START Text shown
[PATCH 4.9 20/22] panic: avoid deadlocks in re-entrant console drivers

From: Greg Kroah-Hartman
Date: Fri Dec 28 2018 - 07:18:51 EST


4.9-stable review patch. If anyone has any objections, please let me know.

------------------

From: Sergey Senozhatsky <sergey.senozhatsky.work@xxxxxxxxx>

commit c7c3f05e341a9a2bd1a92993d4f996cfd6e7348e upstream.

>From printk()/serial console point of view panic() is special, because
it may force CPU to re-enter printk() or/and serial console driver.
Therefore, some of serial consoles drivers are re-entrant. E.g. 8250:

serial8250_console_write()
{
if (port->sysrq)
locked = 0;
else if (oops_in_progress)
locked = spin_trylock_irqsave(&port->lock, flags);
else
spin_lock_irqsave(&port->lock, flags);
...
}

panic() does set oops_in_progress via bust_spinlocks(1), so in theory
we should be able to re-enter serial console driver from panic():

CPU0
<NMI>
uart_console_write()
serial8250_console_write() // if (oops_in_progress)
// spin_trylock_irqsave()
call_console_drivers()
console_unlock()
console_flush_on_panic()
bust_spinlocks(1) // oops_in_progress++
panic()
<NMI/>
spin_lock_irqsave(&port->lock, flags) // spin_lock_irqsave()
serial8250_console_write()
call_console_drivers()
console_unlock()
printk()
...

However, this does not happen and we deadlock in serial console on
port->lock spinlock. And the problem is that console_flush_on_panic()
called after bust_spinlocks(0):

void panic(const char *fmt, ...)
{
bust_spinlocks(1);
...
bust_spinlocks(0);
console_flush_on_panic();
...
}

bust_spinlocks(0) decrements oops_in_progress, so oops_in_progress
can go back to zero. Thus even re-entrant console drivers will simply
spin on port->lock spinlock. Given that port->lock may already be
locked either by a stopped CPU, or by the very same CPU we execute
panic() on (for instance, NMI panic() on printing CPU) the system
deadlocks and does not reboot.
END Text shown
* Problems:
1) In the panic() code excerpt from the patch, list every function call written in the body of the function, in the order shown.
2) Rewrite the patch between "From: Sergey Senozhatsky" and "if (port->sysrq)", inclusive, with "re-entrant" changed to "reentrant".
START Stored records
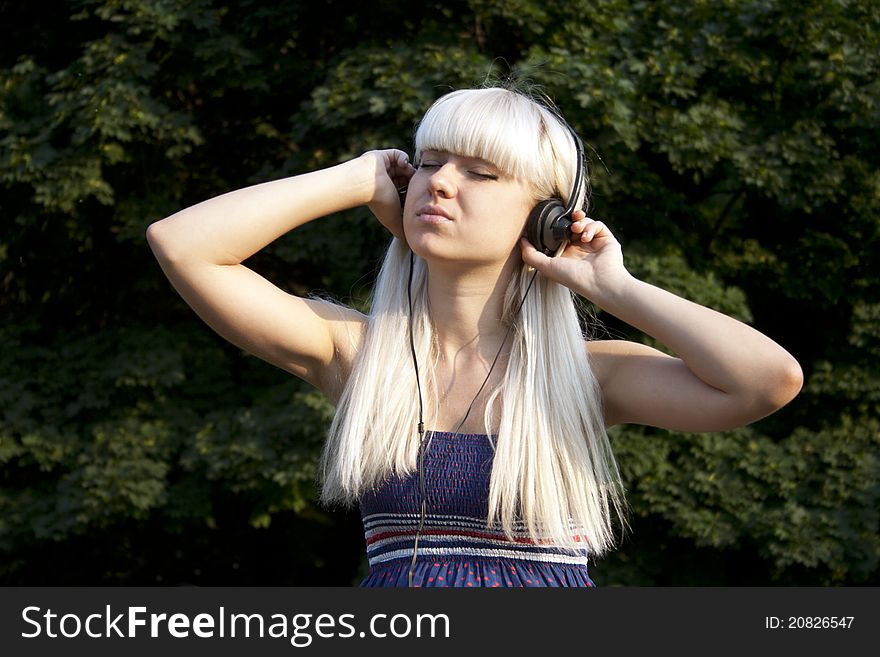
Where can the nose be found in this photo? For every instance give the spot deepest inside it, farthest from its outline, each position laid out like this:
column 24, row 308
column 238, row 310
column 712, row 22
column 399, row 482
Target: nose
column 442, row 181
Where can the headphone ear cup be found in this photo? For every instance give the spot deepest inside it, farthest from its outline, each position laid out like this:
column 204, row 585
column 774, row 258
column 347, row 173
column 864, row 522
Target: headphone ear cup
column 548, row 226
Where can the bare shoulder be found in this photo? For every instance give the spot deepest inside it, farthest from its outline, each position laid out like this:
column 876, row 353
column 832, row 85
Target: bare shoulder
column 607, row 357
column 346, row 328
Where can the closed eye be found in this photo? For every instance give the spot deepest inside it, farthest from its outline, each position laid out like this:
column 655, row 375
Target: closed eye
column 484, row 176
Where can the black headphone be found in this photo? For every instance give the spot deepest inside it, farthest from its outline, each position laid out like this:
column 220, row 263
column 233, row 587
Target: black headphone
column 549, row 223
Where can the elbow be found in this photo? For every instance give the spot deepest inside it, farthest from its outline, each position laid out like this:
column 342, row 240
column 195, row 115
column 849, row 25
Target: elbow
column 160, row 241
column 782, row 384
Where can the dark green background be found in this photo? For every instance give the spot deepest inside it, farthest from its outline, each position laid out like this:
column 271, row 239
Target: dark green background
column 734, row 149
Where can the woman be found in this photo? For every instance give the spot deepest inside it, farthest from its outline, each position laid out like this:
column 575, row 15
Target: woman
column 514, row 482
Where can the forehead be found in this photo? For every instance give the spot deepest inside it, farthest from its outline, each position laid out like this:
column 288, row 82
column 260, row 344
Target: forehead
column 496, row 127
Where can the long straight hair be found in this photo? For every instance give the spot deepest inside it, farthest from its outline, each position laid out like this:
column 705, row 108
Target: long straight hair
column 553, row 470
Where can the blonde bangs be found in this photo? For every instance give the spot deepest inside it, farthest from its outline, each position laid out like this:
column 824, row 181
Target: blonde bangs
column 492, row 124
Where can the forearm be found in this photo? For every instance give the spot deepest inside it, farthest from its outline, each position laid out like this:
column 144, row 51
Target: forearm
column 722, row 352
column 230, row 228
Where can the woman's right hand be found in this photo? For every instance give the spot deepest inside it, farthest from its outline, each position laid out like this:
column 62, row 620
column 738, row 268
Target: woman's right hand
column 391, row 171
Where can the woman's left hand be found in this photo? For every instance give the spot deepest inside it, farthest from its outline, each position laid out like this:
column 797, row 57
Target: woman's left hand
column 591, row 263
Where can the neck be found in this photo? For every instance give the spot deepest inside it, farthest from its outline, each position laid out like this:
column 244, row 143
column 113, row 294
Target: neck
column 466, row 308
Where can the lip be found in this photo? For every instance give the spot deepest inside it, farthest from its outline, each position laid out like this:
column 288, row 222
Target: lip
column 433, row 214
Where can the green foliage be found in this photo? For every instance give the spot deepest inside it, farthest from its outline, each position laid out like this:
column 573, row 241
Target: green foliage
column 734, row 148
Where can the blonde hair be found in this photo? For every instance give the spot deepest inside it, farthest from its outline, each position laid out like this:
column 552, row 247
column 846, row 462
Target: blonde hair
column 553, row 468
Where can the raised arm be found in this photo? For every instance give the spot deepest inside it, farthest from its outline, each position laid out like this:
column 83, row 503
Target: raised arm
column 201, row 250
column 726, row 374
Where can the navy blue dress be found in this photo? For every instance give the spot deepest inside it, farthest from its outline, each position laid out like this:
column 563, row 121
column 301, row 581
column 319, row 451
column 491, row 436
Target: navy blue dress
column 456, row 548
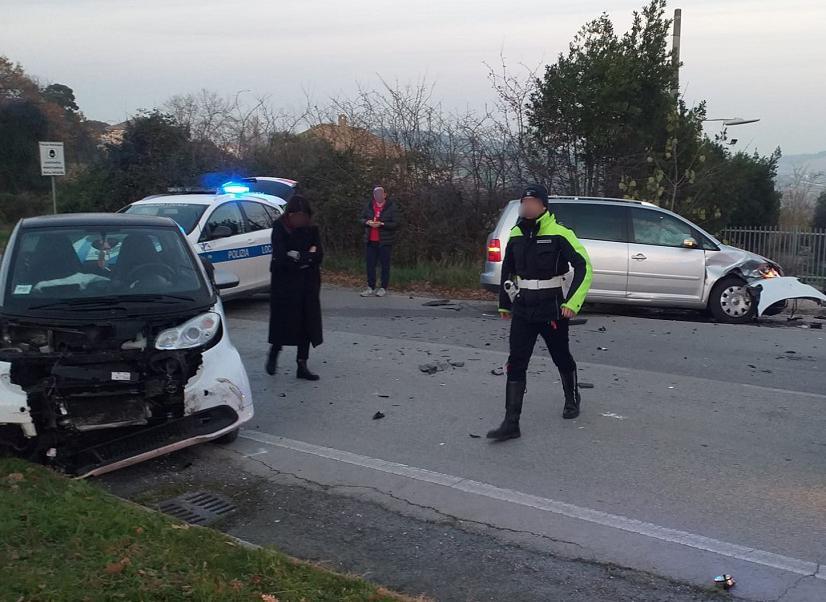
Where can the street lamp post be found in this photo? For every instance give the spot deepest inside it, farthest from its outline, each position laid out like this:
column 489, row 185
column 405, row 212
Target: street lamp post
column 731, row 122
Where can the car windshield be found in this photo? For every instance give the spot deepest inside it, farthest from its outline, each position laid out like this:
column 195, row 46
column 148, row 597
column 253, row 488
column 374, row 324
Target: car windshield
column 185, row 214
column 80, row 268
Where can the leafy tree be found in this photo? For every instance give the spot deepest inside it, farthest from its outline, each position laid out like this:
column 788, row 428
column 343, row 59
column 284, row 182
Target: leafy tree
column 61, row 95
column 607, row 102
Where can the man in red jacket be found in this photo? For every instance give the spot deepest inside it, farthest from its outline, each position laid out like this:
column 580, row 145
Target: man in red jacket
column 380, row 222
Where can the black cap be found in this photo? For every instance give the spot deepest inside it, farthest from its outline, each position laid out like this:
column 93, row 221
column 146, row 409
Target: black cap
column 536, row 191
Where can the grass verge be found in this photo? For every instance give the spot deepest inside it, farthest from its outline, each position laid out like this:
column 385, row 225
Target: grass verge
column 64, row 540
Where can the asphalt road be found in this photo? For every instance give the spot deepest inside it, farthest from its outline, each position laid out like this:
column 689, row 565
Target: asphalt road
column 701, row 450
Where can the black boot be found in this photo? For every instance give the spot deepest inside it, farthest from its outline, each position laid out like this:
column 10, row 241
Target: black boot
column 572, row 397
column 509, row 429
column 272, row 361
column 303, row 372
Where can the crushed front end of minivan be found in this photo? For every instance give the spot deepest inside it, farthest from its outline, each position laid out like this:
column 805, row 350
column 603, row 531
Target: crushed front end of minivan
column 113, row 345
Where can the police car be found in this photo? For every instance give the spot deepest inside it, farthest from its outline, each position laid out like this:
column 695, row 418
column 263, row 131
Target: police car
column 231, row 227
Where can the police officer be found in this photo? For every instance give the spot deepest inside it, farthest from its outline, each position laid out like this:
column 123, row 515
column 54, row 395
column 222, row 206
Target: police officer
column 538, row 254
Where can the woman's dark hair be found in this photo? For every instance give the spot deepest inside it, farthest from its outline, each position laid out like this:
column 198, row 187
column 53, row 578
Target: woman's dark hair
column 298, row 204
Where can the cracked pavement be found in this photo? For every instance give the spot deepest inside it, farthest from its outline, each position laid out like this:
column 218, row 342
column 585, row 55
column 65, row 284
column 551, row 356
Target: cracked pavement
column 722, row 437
END Stored records
START Stored records
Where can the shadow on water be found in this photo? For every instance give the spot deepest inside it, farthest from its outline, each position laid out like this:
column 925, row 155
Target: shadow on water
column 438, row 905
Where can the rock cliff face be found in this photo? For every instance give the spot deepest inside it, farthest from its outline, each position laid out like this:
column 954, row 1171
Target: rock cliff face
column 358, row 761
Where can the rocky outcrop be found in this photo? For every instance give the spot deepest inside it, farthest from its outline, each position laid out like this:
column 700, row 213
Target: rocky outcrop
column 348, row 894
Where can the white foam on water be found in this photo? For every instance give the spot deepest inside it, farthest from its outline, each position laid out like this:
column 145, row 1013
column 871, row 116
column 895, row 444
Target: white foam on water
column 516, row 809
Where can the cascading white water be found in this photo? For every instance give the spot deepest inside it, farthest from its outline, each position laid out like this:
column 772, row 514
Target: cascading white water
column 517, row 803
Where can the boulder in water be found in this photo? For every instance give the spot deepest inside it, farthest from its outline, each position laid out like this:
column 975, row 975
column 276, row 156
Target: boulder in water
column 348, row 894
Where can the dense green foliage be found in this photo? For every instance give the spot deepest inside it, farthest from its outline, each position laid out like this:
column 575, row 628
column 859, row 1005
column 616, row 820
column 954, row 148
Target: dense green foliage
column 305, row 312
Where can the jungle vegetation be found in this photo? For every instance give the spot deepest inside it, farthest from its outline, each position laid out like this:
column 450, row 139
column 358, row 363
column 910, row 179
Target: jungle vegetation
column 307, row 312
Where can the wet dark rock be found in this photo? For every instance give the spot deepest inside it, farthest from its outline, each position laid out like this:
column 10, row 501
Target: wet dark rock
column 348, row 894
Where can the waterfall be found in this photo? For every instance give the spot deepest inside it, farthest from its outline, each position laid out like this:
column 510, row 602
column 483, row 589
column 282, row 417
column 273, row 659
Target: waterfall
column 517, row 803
END Stored records
START Stored records
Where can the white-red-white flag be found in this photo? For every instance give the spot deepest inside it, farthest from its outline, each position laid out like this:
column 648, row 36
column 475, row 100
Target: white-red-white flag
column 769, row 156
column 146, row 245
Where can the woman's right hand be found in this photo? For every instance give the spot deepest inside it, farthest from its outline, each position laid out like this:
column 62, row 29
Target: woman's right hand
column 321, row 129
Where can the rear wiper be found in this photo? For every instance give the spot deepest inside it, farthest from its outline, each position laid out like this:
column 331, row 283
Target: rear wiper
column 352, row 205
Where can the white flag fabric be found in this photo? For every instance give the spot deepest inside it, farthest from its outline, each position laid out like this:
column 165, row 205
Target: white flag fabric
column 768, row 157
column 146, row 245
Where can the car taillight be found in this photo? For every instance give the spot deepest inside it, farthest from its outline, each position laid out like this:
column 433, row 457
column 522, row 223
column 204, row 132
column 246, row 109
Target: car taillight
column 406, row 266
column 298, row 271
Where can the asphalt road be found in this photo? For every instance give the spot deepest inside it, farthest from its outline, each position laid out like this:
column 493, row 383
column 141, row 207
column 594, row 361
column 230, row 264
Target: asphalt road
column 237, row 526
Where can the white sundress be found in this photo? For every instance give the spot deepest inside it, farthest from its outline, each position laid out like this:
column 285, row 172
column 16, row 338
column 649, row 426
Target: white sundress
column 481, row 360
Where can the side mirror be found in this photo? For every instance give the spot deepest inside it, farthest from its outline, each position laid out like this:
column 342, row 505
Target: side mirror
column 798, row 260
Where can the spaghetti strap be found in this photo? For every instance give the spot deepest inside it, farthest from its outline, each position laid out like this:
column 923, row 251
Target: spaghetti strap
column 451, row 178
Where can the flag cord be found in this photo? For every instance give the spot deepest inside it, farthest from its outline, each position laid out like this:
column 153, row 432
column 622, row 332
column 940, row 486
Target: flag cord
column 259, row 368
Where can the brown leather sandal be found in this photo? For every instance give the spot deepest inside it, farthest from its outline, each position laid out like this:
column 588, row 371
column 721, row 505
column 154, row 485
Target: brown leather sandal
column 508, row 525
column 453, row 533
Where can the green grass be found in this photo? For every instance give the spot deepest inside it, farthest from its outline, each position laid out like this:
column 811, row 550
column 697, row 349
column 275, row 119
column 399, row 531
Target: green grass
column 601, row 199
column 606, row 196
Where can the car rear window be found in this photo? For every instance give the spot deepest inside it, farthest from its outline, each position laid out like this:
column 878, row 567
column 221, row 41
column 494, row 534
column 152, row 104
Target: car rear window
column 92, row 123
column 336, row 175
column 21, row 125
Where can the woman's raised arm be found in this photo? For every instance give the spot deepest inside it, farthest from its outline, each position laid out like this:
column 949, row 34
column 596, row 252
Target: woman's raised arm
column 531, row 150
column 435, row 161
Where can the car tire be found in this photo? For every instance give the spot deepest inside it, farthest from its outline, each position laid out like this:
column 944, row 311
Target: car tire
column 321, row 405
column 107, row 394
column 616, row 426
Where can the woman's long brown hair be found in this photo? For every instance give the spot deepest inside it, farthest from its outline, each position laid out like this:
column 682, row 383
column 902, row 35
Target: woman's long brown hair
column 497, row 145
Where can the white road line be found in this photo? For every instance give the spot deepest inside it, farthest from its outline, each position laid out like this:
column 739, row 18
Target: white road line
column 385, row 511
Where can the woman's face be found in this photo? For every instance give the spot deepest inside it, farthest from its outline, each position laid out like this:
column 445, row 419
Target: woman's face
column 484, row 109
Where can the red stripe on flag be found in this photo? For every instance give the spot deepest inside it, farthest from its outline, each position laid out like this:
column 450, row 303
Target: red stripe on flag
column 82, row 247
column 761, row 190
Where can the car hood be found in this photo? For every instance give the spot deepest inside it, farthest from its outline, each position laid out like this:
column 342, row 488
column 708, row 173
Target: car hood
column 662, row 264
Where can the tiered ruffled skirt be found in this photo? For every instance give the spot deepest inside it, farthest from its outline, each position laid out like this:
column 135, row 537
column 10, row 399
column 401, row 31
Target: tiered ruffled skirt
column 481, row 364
END Stored records
* Problem solutions:
1) bust_spinlocks(1); bust_spinlocks(0); console_flush_on_panic()

2)
From: Sergey Senozhatsky <sergey.senozhatsky.work@xxxxxxxxx>

commit c7c3f05e341a9a2bd1a92993d4f996cfd6e7348e upstream.

>From printk()/serial console point of view panic() is special, because
it may force CPU to re-enter printk() or/and serial console driver.
Therefore, some of serial consoles drivers are reentrant. E.g. 8250:

serial8250_console_write()
{
if (port->sysrq)